(Beginning of Data extracts)

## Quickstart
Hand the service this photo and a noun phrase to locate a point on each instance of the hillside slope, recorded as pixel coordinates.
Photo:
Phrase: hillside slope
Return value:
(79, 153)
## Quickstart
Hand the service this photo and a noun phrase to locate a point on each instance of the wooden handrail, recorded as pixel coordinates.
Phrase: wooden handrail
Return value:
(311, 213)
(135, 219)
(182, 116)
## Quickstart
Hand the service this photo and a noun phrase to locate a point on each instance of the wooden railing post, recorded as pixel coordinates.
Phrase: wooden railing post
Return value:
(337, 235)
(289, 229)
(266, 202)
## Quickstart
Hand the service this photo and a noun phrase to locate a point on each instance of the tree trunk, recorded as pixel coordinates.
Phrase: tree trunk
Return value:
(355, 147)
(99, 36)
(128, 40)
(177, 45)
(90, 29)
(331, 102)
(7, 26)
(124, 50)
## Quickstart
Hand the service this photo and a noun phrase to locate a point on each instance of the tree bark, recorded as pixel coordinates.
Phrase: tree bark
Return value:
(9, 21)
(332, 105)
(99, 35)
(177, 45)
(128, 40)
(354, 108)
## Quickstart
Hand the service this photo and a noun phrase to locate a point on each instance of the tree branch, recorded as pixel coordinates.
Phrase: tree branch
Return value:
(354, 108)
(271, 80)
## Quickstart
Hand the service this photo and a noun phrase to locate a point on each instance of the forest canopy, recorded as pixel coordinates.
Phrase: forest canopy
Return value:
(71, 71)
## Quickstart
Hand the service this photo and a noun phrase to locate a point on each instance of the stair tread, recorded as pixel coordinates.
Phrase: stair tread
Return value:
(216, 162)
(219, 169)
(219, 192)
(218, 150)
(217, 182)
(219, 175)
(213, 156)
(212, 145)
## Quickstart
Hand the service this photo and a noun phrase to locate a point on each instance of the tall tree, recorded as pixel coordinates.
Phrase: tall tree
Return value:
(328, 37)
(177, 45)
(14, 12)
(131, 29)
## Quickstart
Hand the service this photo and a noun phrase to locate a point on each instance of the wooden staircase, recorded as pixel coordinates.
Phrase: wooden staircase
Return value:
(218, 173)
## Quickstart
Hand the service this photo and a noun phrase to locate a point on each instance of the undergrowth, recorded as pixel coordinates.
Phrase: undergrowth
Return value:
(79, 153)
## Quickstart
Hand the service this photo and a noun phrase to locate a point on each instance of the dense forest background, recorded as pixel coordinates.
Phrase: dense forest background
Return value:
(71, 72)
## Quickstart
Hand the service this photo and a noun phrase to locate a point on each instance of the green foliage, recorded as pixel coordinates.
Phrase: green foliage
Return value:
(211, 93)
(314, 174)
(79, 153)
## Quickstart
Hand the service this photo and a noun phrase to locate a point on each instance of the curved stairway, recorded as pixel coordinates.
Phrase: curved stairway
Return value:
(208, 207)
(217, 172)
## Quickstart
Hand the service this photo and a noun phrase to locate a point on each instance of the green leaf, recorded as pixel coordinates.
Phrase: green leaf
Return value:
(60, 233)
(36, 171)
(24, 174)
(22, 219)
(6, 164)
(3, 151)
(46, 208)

(End of Data extracts)

Exercise description:
Return, with no change at all, every line in the entries above from the line containing "Phrase: hillside slope" through the line containing "Phrase: tree trunk".

Answer to this task:
Phrase: hillside slope
Return value:
(79, 153)
## Quickstart
Hand the service this photo and a noun phrase to locate a point on each instance of the wooden handrail, recorded as pixel coordinates.
Phrase: wooden handrail
Return value:
(311, 213)
(135, 219)
(182, 116)
## Quickstart
Hand the service this photo and a noun phrase to locate a point on each instance of the wooden railing post, recorded as pixel coordinates.
Phrase: wooden railing post
Return value:
(337, 235)
(289, 229)
(266, 202)
## Quickstart
Hand the service this photo and a noun phrase to locate a point on each instance of the tree trunk, recorded as pixel coordinates.
Phrase: tree trunk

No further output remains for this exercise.